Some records

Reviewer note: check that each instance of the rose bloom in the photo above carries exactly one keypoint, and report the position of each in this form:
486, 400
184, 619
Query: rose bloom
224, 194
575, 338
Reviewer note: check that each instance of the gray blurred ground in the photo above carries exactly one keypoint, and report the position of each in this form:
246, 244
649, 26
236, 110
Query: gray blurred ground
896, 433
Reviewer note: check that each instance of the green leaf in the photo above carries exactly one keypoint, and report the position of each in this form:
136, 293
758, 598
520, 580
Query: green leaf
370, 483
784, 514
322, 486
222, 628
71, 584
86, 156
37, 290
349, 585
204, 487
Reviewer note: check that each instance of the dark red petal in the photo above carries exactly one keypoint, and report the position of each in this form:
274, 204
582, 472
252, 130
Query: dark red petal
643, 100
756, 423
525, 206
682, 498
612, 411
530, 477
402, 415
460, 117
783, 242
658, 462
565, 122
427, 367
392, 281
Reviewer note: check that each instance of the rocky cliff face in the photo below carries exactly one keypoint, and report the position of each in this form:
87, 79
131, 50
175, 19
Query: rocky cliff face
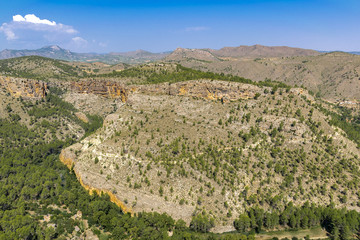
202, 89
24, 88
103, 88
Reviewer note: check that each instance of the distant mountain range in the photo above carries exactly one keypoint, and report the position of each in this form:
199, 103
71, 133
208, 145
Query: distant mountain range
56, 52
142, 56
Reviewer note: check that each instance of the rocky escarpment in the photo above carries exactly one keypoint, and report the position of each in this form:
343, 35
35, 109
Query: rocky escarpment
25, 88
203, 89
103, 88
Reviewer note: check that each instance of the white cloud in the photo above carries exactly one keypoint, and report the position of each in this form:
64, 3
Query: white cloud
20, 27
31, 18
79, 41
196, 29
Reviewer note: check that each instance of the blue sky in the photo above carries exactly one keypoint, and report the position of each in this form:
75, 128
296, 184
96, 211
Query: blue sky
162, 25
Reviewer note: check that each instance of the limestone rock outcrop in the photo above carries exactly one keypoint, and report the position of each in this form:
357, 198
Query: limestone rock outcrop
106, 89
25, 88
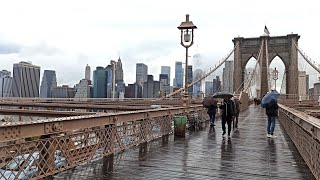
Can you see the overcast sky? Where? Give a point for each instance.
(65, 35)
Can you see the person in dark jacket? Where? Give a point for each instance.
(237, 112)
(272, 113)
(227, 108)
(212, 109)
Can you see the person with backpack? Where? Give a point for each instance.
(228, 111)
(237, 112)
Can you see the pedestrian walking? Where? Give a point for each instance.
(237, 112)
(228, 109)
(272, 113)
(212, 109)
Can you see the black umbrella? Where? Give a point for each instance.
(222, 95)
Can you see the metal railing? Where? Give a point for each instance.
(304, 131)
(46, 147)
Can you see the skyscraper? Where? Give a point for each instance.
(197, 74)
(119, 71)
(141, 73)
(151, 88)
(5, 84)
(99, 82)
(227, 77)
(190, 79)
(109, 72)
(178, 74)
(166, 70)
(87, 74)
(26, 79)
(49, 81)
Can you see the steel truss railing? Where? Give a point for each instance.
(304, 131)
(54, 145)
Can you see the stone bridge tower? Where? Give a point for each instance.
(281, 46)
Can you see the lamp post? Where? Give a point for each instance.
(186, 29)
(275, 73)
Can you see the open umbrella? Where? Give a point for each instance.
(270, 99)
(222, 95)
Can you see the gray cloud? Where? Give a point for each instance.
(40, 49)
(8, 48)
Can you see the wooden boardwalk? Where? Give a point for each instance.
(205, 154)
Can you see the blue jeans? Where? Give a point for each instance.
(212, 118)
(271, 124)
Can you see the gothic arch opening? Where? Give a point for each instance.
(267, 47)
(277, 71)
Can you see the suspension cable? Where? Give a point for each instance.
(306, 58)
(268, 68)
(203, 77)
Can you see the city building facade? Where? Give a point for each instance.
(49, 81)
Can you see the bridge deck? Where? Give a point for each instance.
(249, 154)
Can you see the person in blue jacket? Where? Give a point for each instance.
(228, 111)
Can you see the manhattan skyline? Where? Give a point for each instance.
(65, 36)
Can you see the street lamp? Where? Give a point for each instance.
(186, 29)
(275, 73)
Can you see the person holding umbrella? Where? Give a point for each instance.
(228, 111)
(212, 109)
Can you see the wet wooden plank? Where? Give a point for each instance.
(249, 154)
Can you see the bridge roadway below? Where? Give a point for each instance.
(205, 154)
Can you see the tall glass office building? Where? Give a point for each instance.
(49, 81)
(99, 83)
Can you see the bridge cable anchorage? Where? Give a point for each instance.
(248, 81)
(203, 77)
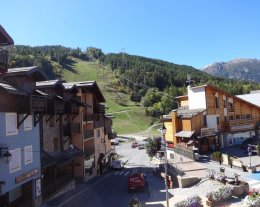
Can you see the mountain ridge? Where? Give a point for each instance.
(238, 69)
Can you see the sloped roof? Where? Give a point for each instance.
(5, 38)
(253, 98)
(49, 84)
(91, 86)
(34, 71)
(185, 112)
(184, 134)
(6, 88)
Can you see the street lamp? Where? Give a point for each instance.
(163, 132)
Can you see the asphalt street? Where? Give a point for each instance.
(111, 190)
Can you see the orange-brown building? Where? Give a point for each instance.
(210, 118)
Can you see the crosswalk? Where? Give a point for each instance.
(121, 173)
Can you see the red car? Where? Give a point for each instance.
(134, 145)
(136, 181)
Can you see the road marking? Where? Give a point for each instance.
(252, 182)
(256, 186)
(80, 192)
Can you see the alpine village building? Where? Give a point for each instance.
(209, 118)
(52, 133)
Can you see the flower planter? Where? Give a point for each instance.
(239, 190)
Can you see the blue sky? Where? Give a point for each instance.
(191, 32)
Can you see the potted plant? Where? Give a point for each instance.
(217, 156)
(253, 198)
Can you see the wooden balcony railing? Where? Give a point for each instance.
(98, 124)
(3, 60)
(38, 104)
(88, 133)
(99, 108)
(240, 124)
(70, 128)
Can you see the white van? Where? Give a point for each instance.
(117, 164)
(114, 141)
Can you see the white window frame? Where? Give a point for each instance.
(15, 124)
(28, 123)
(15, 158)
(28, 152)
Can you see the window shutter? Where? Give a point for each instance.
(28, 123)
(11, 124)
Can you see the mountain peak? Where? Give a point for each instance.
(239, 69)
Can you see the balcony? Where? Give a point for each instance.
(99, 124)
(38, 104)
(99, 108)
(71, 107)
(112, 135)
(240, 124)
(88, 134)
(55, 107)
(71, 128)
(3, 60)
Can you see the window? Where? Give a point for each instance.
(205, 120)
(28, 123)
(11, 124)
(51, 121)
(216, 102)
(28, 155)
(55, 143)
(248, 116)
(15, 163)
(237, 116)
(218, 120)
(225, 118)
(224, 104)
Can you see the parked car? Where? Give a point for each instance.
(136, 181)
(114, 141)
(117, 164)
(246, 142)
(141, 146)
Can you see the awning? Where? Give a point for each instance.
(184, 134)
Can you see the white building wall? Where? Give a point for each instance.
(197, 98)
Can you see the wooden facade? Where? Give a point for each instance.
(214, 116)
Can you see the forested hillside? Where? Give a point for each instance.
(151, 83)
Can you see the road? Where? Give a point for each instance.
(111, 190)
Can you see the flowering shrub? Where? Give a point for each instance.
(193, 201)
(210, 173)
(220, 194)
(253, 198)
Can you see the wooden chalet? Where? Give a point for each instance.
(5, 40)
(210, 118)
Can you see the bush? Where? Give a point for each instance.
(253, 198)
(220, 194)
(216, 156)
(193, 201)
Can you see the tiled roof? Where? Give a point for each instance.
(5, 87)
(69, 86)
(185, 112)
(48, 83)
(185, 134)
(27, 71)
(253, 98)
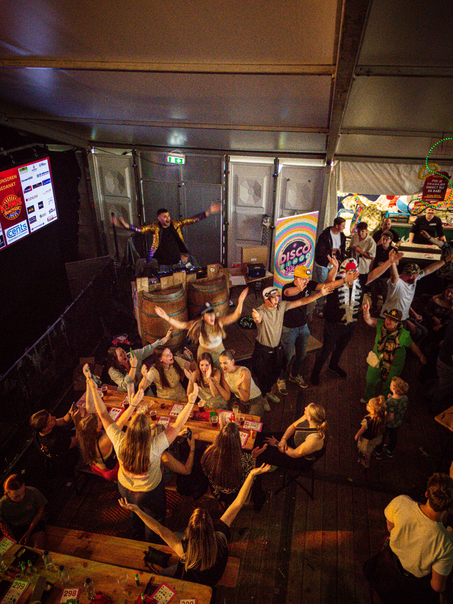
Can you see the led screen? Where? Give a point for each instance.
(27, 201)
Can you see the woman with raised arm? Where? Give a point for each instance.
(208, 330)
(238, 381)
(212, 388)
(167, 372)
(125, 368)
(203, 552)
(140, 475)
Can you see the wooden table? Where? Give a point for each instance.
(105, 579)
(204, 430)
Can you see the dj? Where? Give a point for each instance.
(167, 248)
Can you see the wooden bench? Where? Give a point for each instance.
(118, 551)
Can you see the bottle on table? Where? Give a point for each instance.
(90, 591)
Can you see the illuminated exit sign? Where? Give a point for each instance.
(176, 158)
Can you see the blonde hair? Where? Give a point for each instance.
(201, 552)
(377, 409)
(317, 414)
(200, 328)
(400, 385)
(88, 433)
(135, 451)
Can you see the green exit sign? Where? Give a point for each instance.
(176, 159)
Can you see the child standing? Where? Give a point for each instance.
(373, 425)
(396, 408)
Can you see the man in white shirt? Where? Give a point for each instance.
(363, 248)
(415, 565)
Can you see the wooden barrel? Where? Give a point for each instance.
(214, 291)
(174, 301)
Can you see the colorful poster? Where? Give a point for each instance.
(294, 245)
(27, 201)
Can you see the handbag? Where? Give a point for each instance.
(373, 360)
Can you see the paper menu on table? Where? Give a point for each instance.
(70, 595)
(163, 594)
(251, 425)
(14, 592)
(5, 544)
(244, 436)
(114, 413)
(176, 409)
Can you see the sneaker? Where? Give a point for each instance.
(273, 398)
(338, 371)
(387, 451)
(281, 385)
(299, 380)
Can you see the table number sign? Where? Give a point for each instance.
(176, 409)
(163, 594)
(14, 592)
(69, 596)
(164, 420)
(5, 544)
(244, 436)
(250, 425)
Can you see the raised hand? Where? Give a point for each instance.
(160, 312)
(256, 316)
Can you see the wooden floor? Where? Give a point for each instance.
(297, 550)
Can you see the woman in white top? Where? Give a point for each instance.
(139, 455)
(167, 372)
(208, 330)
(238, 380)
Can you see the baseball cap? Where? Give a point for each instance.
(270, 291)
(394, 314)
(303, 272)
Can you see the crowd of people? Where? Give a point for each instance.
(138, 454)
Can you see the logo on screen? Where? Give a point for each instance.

# [Your task]
Each line from the one containing "Can you see the green" to the end of the records should be echoed exactly, and no other line.

# [Final answer]
Can you see the green exit sign? Where? Give a point for each instance.
(176, 159)
Can you see the child standing? Where? Give a point for each instance.
(373, 425)
(396, 408)
Can you see the man in white shirt? Where? Give a point for each instance.
(363, 248)
(415, 565)
Can you see the wooden barrel? Where? Give a point for each instance.
(214, 291)
(174, 301)
Can you see the colorful poster? Where? Give a point for each instance.
(294, 245)
(27, 201)
Can you see the handbag? Where? Give a point for each instance.
(373, 360)
Can you see the paper menu on table? Where? Give a point for each instance.
(70, 595)
(163, 594)
(251, 425)
(14, 592)
(5, 544)
(244, 436)
(114, 413)
(176, 409)
Can you see the sneaker? Where? Give a point for each instance.
(273, 398)
(338, 371)
(387, 451)
(281, 385)
(299, 380)
Can you see the table number sign? Where? Give a point for each instance.
(176, 409)
(163, 594)
(14, 592)
(69, 596)
(164, 420)
(5, 544)
(244, 436)
(250, 425)
Can you see the raised hand? Where? Give a point for each instance.
(160, 312)
(256, 316)
Can you see the wooden floor? Where? Give a point for each instance.
(297, 550)
Can you see the woman in white top? Where? Give a point for each instance.
(139, 455)
(167, 372)
(208, 330)
(238, 380)
Can you see the baseball cap? Where? Give a point for each instance.
(270, 291)
(394, 314)
(303, 272)
Can you see the crowd of people? Where? Give a point for each instance.
(138, 454)
Can you see the logo on screen? Where? Give a point for each instance.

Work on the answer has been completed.